▶ [MATERIAL SHOWN]
══════════

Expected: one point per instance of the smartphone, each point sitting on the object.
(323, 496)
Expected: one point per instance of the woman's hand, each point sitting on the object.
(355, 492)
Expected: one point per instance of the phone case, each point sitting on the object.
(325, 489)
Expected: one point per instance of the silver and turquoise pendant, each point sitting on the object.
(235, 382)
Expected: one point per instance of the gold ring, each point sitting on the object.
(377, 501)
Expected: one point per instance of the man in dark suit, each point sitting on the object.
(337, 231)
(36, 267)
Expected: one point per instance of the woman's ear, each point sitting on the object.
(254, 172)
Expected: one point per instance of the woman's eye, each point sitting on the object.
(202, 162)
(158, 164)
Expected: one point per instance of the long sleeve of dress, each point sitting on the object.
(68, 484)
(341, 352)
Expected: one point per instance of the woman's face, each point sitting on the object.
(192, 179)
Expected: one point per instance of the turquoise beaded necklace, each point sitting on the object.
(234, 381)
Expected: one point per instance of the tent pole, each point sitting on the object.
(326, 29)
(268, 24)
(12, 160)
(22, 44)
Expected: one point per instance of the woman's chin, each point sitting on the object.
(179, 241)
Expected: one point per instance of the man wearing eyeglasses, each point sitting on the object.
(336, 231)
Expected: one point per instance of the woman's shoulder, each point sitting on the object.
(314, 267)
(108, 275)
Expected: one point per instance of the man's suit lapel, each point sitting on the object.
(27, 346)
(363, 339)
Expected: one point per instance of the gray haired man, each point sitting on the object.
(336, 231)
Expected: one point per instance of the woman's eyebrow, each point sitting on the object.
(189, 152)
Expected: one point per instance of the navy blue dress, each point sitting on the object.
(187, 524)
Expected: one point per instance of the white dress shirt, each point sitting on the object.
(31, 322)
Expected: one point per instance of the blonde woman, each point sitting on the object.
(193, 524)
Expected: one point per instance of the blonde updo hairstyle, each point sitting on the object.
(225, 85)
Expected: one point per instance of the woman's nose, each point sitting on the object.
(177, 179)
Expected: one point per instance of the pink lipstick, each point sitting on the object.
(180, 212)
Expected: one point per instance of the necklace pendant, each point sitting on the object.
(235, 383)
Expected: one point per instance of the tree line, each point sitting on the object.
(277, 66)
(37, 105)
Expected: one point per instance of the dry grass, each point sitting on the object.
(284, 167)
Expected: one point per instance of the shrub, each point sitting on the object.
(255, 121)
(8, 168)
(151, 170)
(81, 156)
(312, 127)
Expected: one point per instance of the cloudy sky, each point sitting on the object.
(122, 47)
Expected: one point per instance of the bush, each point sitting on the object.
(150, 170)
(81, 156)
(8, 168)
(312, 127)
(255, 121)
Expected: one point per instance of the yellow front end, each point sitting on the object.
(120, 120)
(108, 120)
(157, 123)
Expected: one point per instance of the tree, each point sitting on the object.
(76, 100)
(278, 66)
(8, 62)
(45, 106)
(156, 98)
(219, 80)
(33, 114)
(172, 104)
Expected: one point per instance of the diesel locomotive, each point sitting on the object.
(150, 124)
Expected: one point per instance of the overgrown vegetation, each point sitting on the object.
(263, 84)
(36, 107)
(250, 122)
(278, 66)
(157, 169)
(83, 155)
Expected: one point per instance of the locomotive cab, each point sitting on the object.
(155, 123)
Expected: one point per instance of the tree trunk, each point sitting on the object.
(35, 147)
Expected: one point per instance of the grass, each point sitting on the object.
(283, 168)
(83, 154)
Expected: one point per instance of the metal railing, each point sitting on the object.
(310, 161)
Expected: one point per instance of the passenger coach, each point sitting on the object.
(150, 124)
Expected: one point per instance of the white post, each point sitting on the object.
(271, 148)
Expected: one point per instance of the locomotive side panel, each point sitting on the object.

══════════

▶ [EXERCISE GOAL]
Retype the material in full. Each word must match.

▶ [FINAL RESULT]
Expected: one point per instance of the smartphone, each point sitting on the object.
(323, 496)
Expected: one point per instance of the woman's hand, each point sitting on the object.
(355, 492)
Expected: one point per instance of the phone case, each point sitting on the object.
(325, 489)
Expected: one point per instance of the silver and turquoise pendant, each point sitting on the object.
(235, 382)
Expected: one point per instance of the gold ring, each point sitting on the object.
(377, 501)
Expected: one point per instance of the man in dark suit, each point sitting on the object.
(337, 231)
(36, 267)
Expected: one point per instance of the woman's ear, each point sitting on the object.
(254, 172)
Expected: one point per instance of the woman's eye, each point sitting on the object.
(202, 162)
(158, 164)
Expected: one point per instance of the long sleeve of dress, each point sitting on the object.
(68, 484)
(341, 352)
Expected: one point per instance of the woman's face, each point sitting on the object.
(192, 179)
Expected: one point per instance of the turquoise beaded necklace, each point sitting on the object.
(234, 381)
Expected: one point per instance of the tent pole, each point sitting on the object.
(326, 29)
(268, 24)
(12, 160)
(22, 44)
Expected: one point per instance of the woman's chin, each point sitting on the object.
(179, 241)
Expected: one point per instance of the man wearing eyeglasses, each point sitting on the object.
(336, 231)
Expected: one point per instance of the woman's shoulder, each point sitting on the object.
(314, 267)
(108, 275)
Expected: one point per instance of the man's suit lapel, each point sitting on the object.
(27, 346)
(363, 339)
Expected: one point per instance of the gray haired man, each point sitting on the object.
(336, 231)
Expected: one point per instance of the woman's eyebrow, each point sitting on the object.
(189, 152)
Expected: one point per instance of the navy blue dress, each point sitting on the object.
(187, 524)
Expected: one point per instance of the white dress shirt, each point sitting on the object.
(31, 322)
Expected: one point per instance of the blonde woman, each point sitting on the object.
(193, 524)
Expected: one point per instance of the blonde updo hairstyle, each point sitting on the object.
(225, 85)
Expected: one point per instance of the woman's nose, each point sitting on the object.
(177, 179)
Expected: one point per instance of the pink lipstick, each point sitting on the object.
(180, 212)
Expected: one point per instance of the necklace pendant, each point sitting on the object.
(235, 383)
Expected: one point per instance of the tree line, each point sitting on the object.
(277, 66)
(37, 105)
Expected: one point per instance of the dry grass, each point sitting on the object.
(284, 167)
Expected: one point per instance of the shrub, each point sitting on the object.
(255, 121)
(8, 168)
(151, 170)
(81, 156)
(312, 127)
Expected: one point per instance of the cloudy sky, each point sitting on the object.
(122, 47)
Expected: one point per instance of the bush, each point sitting on the object.
(150, 170)
(81, 156)
(8, 168)
(312, 127)
(255, 121)
Expected: one point per instance of the yellow front end, each point sitting on the object.
(120, 120)
(108, 120)
(157, 123)
Expected: one point per instance of the tree, each point sitting on the object.
(76, 100)
(278, 66)
(8, 62)
(45, 106)
(156, 98)
(219, 80)
(33, 114)
(172, 104)
Expected: one point per instance of the diesel locomotive, each point sitting on the object.
(150, 124)
Expected: one point per instance of the overgrown vegetation, each point sitting on the object.
(263, 84)
(36, 107)
(250, 122)
(278, 66)
(157, 169)
(83, 155)
Expected: one point per instance of the locomotive cab, each point sitting on the object.
(155, 123)
Expected: one point per instance of the tree trunk, each point sitting on the object.
(35, 147)
Expected: one point per instance of the grass, each point sitting on the object.
(283, 168)
(83, 154)
Expected: one point per instance of the metal railing, each point sitting on the object.
(310, 161)
Expected: one point per instance of the passenger coach, each point sitting on the object.
(150, 124)
Expected: one point per instance of the white post, each point sitting on the object.
(271, 148)
Expected: one point per instance of the locomotive side panel, each point sitting on the object.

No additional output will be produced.